Configure internet access and firewall rules

This document explains how to configure Dataflow virtual machine (VM) instances for internet access, create network tags, and define firewall rules for the network associated with your Dataflow jobs.

This document requires that you have basic knowledge of Google Cloud networks. To define a network for your Dataflow job, see Specify your network and subnetwork.

Internet access for Dataflow

Dataflow worker virtual machines (VMs) must reach Google Cloud APIs and services. Depending on your use case, your VMs may also need access to resources outside Google Cloud. Use one of the following methods to configure internet access for Dataflow:

  • Configure worker VMs with an external IP address so that they meet the internet access requirements.

  • Configure Private Google Access. With Private Google Access, VMs that have only internal IP addresses can access IP addresses for Google Cloud and services.

  • Configure a Private Service Connect endpoint IP address to access Google Cloud APIs and services.

  • Configure a NAT solution, such as Cloud NAT. This option is for running jobs that access APIs and services outside of Google Cloud that require internet access. For example, Python SDK jobs might require access to the Python Package Index (PyPI) to download pipelines dependencies. In this case, you must either configure worker VMs with external IP addresses or use Cloud NAT. You can also supply Python pipeline dependencies during job submission. For example, you can use custom containers to supply Python pipeline dependencies, which removes the need to access PyPI at runtime.

    For more information, see Managing Python Pipeline Dependencies in the Apache Beam documentation.

Turn off external IP address

By default, the Dataflow service assigns workers both external and internal IP addresses. When you turn off external IP addresses, the Dataflow pipeline can access resources only in the following places:

Without external IP addresses, you can still perform administrative and monitoring tasks. You can access your workers by using SSH through the options listed in the preceding list. However, the pipeline cannot access the internet, and internet hosts cannot access your Dataflow workers.

★ ★ ★ ★

**COMPLETE THE FOLLOWING:**
(a) Translate this sentence from the Dataflow networking text into Spanish: "By default, the Dataflow service assigns workers both external and internal IP addresses."
(b) From the Dataflow networking text above, output character for character the stretch that opens with the words containing "Dataflow worker virtual" and closes with "access Google Cloud APIs and services.".

**SUPPLIED INFORMATION:**
★ ★ ★ ★

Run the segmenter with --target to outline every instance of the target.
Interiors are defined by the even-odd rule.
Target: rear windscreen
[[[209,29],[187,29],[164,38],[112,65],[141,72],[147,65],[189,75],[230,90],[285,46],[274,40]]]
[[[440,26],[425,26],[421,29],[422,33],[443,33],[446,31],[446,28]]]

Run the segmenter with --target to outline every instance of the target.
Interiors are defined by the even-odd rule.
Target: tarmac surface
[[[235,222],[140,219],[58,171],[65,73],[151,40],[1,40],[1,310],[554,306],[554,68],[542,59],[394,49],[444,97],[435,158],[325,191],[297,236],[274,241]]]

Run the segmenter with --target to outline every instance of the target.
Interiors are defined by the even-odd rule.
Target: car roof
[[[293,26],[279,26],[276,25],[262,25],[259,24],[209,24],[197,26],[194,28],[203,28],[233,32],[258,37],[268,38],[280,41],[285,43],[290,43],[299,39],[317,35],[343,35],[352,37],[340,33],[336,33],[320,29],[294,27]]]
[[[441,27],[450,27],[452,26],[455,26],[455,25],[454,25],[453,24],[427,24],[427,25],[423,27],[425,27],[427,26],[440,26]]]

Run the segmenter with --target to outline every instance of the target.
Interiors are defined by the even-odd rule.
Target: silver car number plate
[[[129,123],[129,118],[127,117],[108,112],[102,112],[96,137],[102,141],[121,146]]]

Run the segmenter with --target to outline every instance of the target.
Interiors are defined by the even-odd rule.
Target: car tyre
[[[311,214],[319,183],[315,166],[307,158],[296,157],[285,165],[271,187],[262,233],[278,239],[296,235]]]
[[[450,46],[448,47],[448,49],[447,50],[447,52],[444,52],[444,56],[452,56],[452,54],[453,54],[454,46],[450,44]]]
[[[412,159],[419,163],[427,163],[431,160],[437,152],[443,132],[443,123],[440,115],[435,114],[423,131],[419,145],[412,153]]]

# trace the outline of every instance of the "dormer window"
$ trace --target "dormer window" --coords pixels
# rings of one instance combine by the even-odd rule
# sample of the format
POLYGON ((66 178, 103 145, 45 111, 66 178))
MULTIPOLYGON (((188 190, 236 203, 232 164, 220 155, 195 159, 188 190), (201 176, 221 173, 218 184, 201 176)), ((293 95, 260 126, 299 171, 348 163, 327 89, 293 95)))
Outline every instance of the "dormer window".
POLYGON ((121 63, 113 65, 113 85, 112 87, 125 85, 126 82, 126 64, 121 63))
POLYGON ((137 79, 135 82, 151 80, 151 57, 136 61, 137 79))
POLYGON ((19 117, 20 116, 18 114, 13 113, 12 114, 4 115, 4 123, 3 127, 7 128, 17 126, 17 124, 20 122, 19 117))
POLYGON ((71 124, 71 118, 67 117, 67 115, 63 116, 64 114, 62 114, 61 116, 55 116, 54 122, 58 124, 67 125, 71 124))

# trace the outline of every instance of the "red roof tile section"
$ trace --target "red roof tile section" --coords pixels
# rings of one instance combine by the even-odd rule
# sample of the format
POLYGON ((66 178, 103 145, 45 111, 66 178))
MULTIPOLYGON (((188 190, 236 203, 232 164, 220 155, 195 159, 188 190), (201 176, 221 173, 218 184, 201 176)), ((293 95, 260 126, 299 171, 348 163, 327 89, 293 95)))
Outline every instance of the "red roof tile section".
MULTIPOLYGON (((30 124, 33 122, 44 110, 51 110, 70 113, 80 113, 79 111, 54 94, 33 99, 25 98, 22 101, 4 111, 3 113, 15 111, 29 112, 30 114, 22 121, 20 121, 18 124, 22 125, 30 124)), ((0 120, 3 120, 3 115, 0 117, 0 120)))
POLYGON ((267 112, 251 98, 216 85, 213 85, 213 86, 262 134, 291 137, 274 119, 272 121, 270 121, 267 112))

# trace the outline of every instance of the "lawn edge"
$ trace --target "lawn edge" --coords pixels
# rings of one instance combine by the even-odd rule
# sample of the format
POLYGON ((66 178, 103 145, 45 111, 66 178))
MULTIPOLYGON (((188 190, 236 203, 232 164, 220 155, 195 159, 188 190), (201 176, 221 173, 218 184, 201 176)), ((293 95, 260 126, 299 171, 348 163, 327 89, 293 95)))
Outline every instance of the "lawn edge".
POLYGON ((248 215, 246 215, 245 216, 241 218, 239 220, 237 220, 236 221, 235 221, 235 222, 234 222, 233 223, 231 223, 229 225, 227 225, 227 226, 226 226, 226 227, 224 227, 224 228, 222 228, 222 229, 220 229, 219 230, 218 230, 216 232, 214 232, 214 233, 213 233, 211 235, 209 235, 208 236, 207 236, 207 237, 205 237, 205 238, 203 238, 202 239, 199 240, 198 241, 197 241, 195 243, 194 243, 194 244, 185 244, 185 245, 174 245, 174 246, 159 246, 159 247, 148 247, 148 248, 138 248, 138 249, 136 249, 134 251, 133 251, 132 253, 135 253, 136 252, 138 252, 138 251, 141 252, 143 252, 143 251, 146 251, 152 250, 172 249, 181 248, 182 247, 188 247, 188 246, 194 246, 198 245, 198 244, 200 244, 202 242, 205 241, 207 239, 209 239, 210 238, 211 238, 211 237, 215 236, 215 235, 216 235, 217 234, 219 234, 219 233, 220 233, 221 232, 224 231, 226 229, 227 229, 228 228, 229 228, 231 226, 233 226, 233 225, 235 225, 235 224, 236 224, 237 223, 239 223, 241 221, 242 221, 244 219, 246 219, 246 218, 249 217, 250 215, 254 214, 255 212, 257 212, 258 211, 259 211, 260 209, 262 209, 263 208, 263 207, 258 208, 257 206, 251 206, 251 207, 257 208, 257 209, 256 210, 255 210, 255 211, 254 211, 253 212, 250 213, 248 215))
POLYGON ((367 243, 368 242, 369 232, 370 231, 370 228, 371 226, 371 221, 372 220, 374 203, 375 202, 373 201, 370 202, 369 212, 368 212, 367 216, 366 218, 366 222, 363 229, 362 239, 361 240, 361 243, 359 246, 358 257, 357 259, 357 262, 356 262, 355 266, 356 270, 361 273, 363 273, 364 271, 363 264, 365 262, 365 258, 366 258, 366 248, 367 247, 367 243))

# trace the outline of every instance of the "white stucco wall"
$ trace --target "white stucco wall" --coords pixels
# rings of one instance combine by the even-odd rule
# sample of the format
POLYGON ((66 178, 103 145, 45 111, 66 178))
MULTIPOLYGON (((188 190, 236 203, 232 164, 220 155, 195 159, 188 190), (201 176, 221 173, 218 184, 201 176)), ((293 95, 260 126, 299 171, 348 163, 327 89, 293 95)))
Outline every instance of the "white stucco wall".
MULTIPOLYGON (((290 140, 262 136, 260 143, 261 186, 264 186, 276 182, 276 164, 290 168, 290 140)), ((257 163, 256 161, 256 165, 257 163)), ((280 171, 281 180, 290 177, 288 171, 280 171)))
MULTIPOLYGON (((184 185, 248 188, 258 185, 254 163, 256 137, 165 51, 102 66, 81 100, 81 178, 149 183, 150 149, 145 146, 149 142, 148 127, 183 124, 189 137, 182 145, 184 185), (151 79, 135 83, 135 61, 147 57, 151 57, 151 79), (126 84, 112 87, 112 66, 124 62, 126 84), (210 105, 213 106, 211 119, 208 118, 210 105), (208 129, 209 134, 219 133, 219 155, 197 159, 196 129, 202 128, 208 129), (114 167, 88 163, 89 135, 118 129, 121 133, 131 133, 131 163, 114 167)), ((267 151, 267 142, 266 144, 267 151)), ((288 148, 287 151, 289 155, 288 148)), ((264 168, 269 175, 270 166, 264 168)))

★ ★ ★ ★

**TASK-BY-TASK RESULTS:**
(a) De forma predeterminada, el servicio Dataflow asigna a los trabajadores direcciones IP tanto externas como internas.

(b)
Dataflow worker virtual machines (VMs) must reach Google Cloud APIs and services. Depending on your use case, your VMs may also need access to resources outside Google Cloud. Use one of the following methods to configure internet access for Dataflow:

  • Configure worker VMs with an external IP address so that they meet the internet access requirements.

  • Configure Private Google Access. With Private Google Access, VMs that have only internal IP addresses can access IP addresses for Google Cloud and services.

  • Configure a Private Service Connect endpoint IP address to access Google Cloud APIs and services.